--- 原文 ---

- - -

# 1章 回帰ってどうやるの？



<a href="https://www.docswell.com/s/MasahiroAraki/Z98N1V-2023-08-14-151405">スライド 1章</a>


回帰のデータセットとして本書で使用している Boston housing prices dataset は倫理的な問題があるので、scikit-learn ver 1.2 以降では削除されています。従ってここでは、新しく使用が推奨されている California housing dataset を用います。なお、Boston housing prices dataset を使ったコードは付録として、この notebook の末尾に掲載します。

In [6]:
from sklearn.datasets import fetch_california_housing
from sklearn.linear_model import LinearRegression, Ridge, Lasso

housing = fetch_california_housing()
print(housing.DESCR)

.. _california_housing_dataset:

California Housing dataset
--------------------------

**Data Set Characteristics:**

    :Number of Instances: 20640

    :Number of Attributes: 8 numeric, predictive attributes and the target

    :Attribute Information:
        - MedInc        median income in block group
        - HouseAge      median house age in block group
        - AveRooms      average number of rooms per household
        - AveBedrms     average number of bedrooms per household
        - Population    block group population
        - AveOccup      average number of household members
        - Latitude      block group latitude
        - Longitude     block group longitude

    :Missing Attribute Values: None

This dataset was obtained from the StatLib repository.
https://www.dcc.fc.up.pt/~ltorgo/Regression/cal_housing.html

The target variable is the median house value for California districts,
expressed in hundreds of thousands of dollars ($100,000).

This dataset was derived

`X` に特徴ベクトル、`y` にターゲット（10万ドル単位の住宅価格）を設定します。

In [7]:
X = housing.data
y = housing.target

単純な線形回帰

In [8]:
lr1 = LinearRegression()
lr1.fit(X, y)
print("Linear Regression")
for f, w in zip(housing.feature_names, lr1.coef_) :
    print("{0:7s}: {1:6.2f}". format(f, w))
print("coef = {0:4.2f}".format(sum(lr1.coef_**2)))

Linear Regression
MedInc :   0.44
HouseAge:   0.01
AveRooms:  -0.11
AveBedrms:   0.65
Population:  -0.00
AveOccup:  -0.00
Latitude:  -0.42
Longitude:  -0.43
coef = 0.98


リッジ回帰

In [17]:
lr2 = Ridge(alpha=100.0)
lr2.fit(X, y)
print("\n Ridge")
for f, w in zip(housing.feature_names, lr2.coef_) :
    print("{0:7s}: {1:6.2f}". format(f, w))
print("coef = {0:4.2f}".format(sum(lr2.coef_**2)))

- - -

--- データ行 ---
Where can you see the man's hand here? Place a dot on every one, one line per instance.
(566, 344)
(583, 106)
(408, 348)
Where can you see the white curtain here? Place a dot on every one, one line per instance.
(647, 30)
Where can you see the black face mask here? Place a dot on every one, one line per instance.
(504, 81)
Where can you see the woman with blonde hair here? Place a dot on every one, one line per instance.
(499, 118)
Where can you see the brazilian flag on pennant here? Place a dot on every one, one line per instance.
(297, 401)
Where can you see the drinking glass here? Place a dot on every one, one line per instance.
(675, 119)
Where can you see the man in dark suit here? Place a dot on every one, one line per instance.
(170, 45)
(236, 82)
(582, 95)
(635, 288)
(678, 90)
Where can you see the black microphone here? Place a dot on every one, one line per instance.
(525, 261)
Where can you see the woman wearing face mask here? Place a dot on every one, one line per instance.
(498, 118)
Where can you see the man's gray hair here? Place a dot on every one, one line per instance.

- - -

--- 作業内容 ---
#1 回帰の解説では、Boston housing prices dataset ではなく California housing dataset が使われています。その理由を解説に書かれている範囲で1〜3文にまとめてください。
#2 回帰の解説を読み、次の問いに答えてください。
(a) California Housing dataset のインスタンス数はいくつか。
(b) ターゲット `y` の住宅価格はどの単位で表されているか。
(c) リッジ回帰で `Ridge` に指定されている `alpha` の値はいくつか。
#3 回帰の解説を、最後に示されている箇所の後から書き継いでください。

--- 解答 ---
#1 Boston housing prices dataset には倫理的な問題があり、scikit-learn ver 1.2 以降では削除されています。そのため、代わりに新しく使用が推奨されている California housing dataset を用いています。

#2
(a) 20640
(b) 10万ドル単位
(c) 100.0

#3
 Ridge
MedInc :   0.43
HouseAge:   0.01
AveRooms:  -0.09
AveBedrms:   0.56
Population:  -0.00
AveOccup:  -0.00
Latitude:  -0.42
Longitude:  -0.43
coef = 0.86


In [22]:
lr3 = Lasso(alpha=0.05)
lr3.fit(X, y)
print("\n Lasso")
for f, w in zip(housing.feature_names, lr3.coef_) :
    print("{0:7s}: {1:6.2f}". format(f, w))
print("coef = {0:4.2f}".format(sum(lr3.coef_**2)))


 Lasso
MedInc :   0.38
HouseAge:   0.01
AveRooms:   0.00
AveBedrms:   0.00
Population:   0.00
AveOccup:  -0.00
Latitude:  -0.28
Longitude:  -0.28
coef = 0.30


## 付録 Boston データを用いた回帰（非推奨）

このデータがどのように問題があるかを示す目的のみで用いてください。

[データおよび特徴の説明](http://lib.stat.cmu.edu/datasets/boston)


In [27]:
import pandas as pd
import numpy as np

data_url = "http://lib.stat.cmu.edu/datasets/boston"
raw_df = pd.read_csv(data_url, sep="\s+", skiprows=22, header=None)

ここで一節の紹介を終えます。